### Fragmento citado
________________

La doctrina laboralista ha estado mayoritariamente anclada en una visión ontologizadora y objetivista del interes colectivo. Hay una operación que se puede sintetizar en estos pasos: el interés colectivo es interés de grupo, el grupo es en realidad la clase trabajadora, la clase trabajadora es la clase universal y, por tanto, los intereses de clase son la mejor expresión del interés general. Así las cosas, nada más justificado que la extensión general de los efectos del convenio. Caruso explica bien la evolución de la doctrina italiana al respecto. Ya bajo la óptica privatista de Santoro Passarelli el interés colectivo no es la suma de intereses individuales, sino "su combinación que da lugar a una síntesis cualitativamente superior", con lo que el interés del individuo queda subordinado al del grupo (Caruso 1992, 114). En los años setenta el interés colectivo "es progresivamente institucionalizado y aglutinado en la noción de interés sindical, mientras que simultáneamente es negada la posibilidad, también en el plano lógico, además del material, de una cesura entre interés colectivo e interés singular" (Caruso 1992, 115-116). "El interés colectivo, traducido a concepto dogmático, se transformará en mero constructo semántico, en una irreal ficción, para justificar específicas soluciones doctrinales y jurisprudenciales en términos de eficacia y representación" (Caruso 1992, 116). El interés colectivo es visto como único, en cuanto "expresión de los intereses homogéneos7 de una clase, política e ideológicamente unificada por y en la organización", lo cual no niega el pluralismo sindical, pero implica la necesaria reducción a unidad de acción, lo que lleva a la idea de sindicato más representativo (Caruso 1992, 120). Interés colectivo, clase y organización se convierten en expedientes diversos para calificar un hecho normativo unitario y unificador. Se parte, como sigue diciendo Caruso, de dos premisas tenidas por incontrovertibles: "un sujeto unitario" y "un interés colectivo general e indivisible" (Caruso 1992, 121-122). Hay una triple reducción a unidad, sobre la base de esa entificación: unidad de interés, unidad de agente negocial y unidad de efectos (erga omnes) (Cfr. Caruso 1992, 123).

________________

### Datos registrados
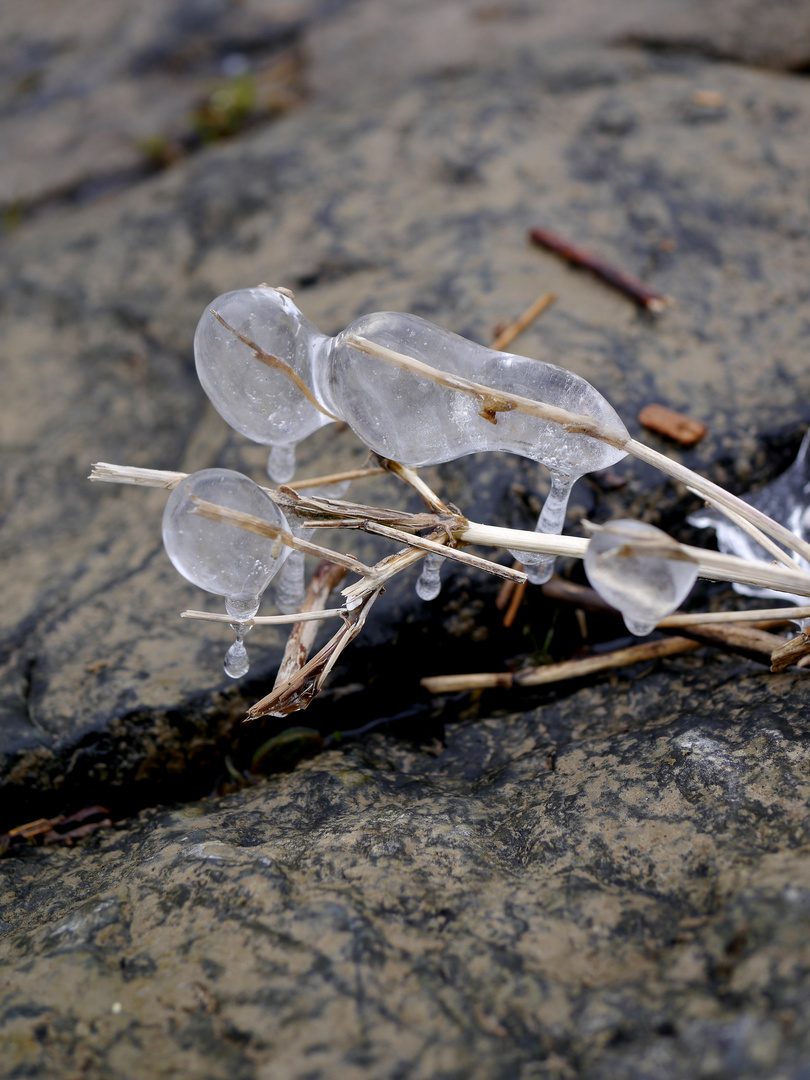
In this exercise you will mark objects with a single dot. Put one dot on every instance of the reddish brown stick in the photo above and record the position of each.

________________

### Ejercicios propuestos
**A.** Explica en una a tres oraciones, según el fragmento sobre el interés colectivo, por qué la doctrina laboralista considera justificada la extensión general de los efectos del convenio.
**B.** Prosigue el fragmento sobre el interés colectivo a partir de su última oración.

### Respuestas en orden
**A.** Esa doctrina razona en cadena: el interés colectivo es interés de grupo, ese grupo es la clase trabajadora, la clase trabajadora es la clase universal y, por tanto, los intereses de clase son la mejor expresión del interés general. Si el interés de clase equivale al interés general, nada está más justificado que extender a todos los efectos del convenio.

**B.**
Así reducido lo plural a unitario, todo cuadra sin distorsión: la eficacia general del convenio se justifica por lo común del interés que representa, por ser expresión de un interés colectivo que es "síntesis" y no mera suma de los intereses individuales de los trabajadores (Prosperetti, 1989, 46); y la existencia presupuesta de ese interés colectivo da sentido a una autonomía colectiva que es la autonomía de un grupo que se constituye como tal precisamente por la presencia de ese interés que le es propio y específico. Basta con entender que la organización sindical es cauce "natural" a través del cual ese interés se hace patente, se torna explícito y tiene capacidad de imponerse, para que todo cuadre perfectamente y pueda pensarse que en realidad cuando el ordenamiento estatal reconoce el valor del convenio como norma jurídica vinculante con carácter general, no está delegando competencias normativas a sujetos por él constituidos en órganos de producción normativa, sino incorporando un orden jurídico preestatal, "natural" y esponténeo8.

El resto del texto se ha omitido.